- **Text extract**
** start **
At the regional conference held at the University of California, Irvine, in 1985 [24],
Harald Upmeier posed three basic questions regarding derivations on JB*-triples:
(1) Are derivations automatically bounded?
(2) When are all bounded derivations inner?
(3) Can bounded derivations be approximated by inner derivations?
These three questions had all been answered in the binary cases. Question 1
was answered affirmatively by Sakai [17] for C*-algebras and by Upmeier [23]
for JB-algebras. Question 2 was answered by Sakai [18] and Kadison [12] for von
Neumann algebras and by Upmeier [23] for JW-algebras. Question 3 was answered
by Upmeier [23] for JB-algebras, and it follows trivially from the Kadison–Sakai
answer to question 2 in the case of C*-algebras.
In the ternary case, both question 1 and question 3 were answered by Barton and
Friedman in [3] for complex JB*-triples. In this paper, we consider question 2 for
real and complex JBW*-triples and question 1 and question 3 for real JB*-triples.
A real or complex JB*-triple is said to have the inner derivation property if every
derivation on it is inner. By pure algebra, every finite-dimensional JB*-triple has the
inner derivation property. Our main results, Theorems 2, 3 and 4 and Corollaries 2
and 3 determine which of the infinite-dimensional real or complex Cartan factors
have the inner derivation property.
** end **
- **Data excerpts**
** start **
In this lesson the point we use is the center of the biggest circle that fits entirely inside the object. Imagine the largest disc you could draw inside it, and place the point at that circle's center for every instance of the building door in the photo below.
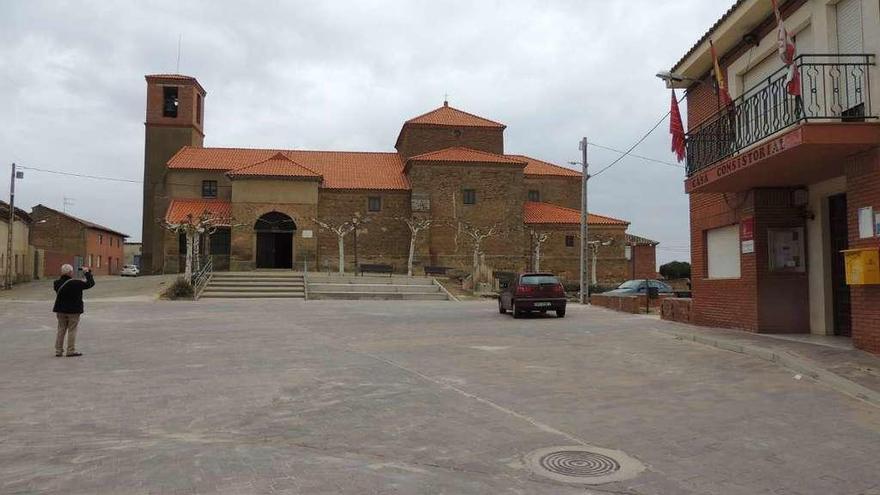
(275, 233)
(839, 233)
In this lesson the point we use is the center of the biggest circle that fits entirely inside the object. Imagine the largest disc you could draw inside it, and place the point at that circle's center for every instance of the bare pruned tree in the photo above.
(341, 229)
(193, 227)
(538, 239)
(477, 234)
(416, 225)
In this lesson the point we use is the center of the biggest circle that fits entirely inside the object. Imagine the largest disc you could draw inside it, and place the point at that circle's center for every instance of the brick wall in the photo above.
(562, 191)
(384, 239)
(499, 192)
(863, 189)
(417, 139)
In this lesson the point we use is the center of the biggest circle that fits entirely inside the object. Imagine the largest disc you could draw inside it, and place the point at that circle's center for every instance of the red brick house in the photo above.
(447, 165)
(780, 184)
(65, 238)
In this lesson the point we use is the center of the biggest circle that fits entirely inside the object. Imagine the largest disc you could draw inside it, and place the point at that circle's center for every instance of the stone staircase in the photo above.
(375, 287)
(255, 284)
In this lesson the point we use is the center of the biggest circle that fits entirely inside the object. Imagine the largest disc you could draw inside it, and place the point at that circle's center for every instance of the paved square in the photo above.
(329, 397)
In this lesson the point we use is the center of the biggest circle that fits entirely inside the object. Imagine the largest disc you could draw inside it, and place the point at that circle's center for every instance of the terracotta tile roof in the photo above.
(462, 154)
(278, 165)
(86, 223)
(180, 208)
(340, 169)
(538, 167)
(546, 213)
(447, 115)
(635, 240)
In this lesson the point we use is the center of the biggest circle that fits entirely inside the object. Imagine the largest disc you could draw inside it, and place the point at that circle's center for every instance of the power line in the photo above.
(641, 139)
(676, 165)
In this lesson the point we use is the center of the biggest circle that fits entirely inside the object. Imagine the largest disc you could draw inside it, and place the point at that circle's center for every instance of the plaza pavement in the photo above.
(324, 397)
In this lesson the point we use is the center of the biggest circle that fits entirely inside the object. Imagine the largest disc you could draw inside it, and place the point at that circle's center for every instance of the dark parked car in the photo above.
(634, 287)
(532, 292)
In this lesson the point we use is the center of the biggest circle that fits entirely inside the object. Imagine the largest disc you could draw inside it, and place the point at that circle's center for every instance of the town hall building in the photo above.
(448, 166)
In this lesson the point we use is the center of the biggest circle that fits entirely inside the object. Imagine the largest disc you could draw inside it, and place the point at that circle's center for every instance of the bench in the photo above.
(436, 270)
(376, 268)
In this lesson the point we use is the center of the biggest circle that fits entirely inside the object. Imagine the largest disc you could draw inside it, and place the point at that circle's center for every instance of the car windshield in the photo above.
(631, 284)
(539, 280)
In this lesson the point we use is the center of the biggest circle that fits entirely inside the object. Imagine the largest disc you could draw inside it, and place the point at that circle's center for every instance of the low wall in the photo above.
(676, 309)
(626, 304)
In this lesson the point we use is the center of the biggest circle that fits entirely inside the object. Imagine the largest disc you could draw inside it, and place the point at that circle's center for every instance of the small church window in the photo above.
(170, 102)
(198, 108)
(209, 188)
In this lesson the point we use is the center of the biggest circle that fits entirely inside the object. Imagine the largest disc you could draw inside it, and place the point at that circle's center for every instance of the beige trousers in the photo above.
(67, 323)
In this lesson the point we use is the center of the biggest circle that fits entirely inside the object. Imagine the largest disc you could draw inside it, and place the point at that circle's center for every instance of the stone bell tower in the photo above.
(175, 109)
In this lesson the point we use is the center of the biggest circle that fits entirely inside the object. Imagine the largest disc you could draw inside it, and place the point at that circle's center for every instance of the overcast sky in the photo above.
(344, 76)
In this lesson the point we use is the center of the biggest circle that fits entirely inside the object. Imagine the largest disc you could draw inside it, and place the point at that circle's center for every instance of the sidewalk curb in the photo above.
(786, 359)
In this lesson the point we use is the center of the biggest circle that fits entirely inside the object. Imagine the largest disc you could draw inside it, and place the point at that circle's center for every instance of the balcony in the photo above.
(834, 87)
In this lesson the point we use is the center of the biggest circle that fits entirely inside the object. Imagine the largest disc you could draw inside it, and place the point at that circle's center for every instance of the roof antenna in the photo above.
(179, 37)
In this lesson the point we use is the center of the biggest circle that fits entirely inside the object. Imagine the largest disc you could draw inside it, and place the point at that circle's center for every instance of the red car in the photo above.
(532, 292)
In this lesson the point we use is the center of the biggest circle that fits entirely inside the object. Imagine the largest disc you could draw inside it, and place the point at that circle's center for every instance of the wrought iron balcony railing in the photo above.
(833, 86)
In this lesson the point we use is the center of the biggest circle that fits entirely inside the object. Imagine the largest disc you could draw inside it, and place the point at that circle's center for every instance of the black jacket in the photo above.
(69, 298)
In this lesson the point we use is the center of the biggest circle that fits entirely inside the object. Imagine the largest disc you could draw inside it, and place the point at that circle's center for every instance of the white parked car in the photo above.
(130, 271)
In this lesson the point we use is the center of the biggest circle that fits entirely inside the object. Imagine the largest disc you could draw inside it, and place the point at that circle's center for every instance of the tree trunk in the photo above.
(537, 256)
(593, 269)
(412, 251)
(187, 270)
(341, 241)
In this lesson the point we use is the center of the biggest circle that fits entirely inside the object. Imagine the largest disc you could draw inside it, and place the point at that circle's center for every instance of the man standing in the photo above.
(69, 307)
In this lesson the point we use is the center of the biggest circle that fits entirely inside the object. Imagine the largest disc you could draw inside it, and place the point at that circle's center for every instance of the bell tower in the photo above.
(175, 110)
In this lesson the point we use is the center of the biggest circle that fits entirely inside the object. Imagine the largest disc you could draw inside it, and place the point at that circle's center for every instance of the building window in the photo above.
(198, 108)
(722, 252)
(169, 102)
(209, 188)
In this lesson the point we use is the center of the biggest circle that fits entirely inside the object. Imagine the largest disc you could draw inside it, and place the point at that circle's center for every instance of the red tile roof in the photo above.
(462, 154)
(86, 223)
(546, 213)
(340, 169)
(180, 208)
(278, 165)
(447, 115)
(538, 167)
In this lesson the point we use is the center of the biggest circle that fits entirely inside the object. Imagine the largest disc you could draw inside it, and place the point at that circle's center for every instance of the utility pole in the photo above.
(585, 289)
(10, 229)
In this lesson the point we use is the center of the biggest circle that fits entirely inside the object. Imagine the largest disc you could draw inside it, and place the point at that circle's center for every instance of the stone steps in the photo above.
(250, 285)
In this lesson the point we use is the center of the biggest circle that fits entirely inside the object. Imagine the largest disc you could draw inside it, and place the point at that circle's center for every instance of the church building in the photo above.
(448, 166)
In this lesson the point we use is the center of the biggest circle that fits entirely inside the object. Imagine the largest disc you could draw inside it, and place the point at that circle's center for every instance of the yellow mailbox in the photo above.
(862, 266)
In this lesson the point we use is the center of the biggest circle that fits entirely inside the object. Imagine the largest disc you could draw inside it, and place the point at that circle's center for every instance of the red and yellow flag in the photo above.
(720, 78)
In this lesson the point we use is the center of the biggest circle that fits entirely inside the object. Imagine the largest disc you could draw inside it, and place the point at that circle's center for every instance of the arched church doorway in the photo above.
(275, 240)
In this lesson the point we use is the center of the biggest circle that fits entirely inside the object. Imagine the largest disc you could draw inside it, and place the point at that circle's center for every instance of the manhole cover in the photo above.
(583, 464)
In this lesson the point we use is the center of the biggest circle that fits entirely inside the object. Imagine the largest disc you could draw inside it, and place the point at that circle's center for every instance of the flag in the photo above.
(719, 78)
(787, 51)
(676, 128)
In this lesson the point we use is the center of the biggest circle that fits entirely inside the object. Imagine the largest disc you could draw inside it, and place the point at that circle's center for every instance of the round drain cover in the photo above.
(583, 464)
** end **
- **Do this**
Rewrite the passage on derivations on JB*-triples, starting at the words "At the regional" and ending after "case of C*-algebras.", with "positively" substituted for "affirmatively". The lines have nothing to do with the text on derivations.

- **Written solution**
At the regional conference held at the University of California, Irvine, in 1985 [24],
Harald Upmeier posed three basic questions regarding derivations on JB*-triples:
(1) Are derivations automatically bounded?
(2) When are all bounded derivations inner?
(3) Can bounded derivations be approximated by inner derivations?
These three questions had all been answered in the binary cases. Question 1
was answered positively by Sakai [17] for C*-algebras and by Upmeier [23]
for JB-algebras. Question 2 was answered by Sakai [18] and Kadison [12] for von
Neumann algebras and by Upmeier [23] for JW-algebras. Question 3 was answered
by Upmeier [23] for JB-algebras, and it follows trivially from the Kadison–Sakai
answer to question 2 in the case of C*-algebras.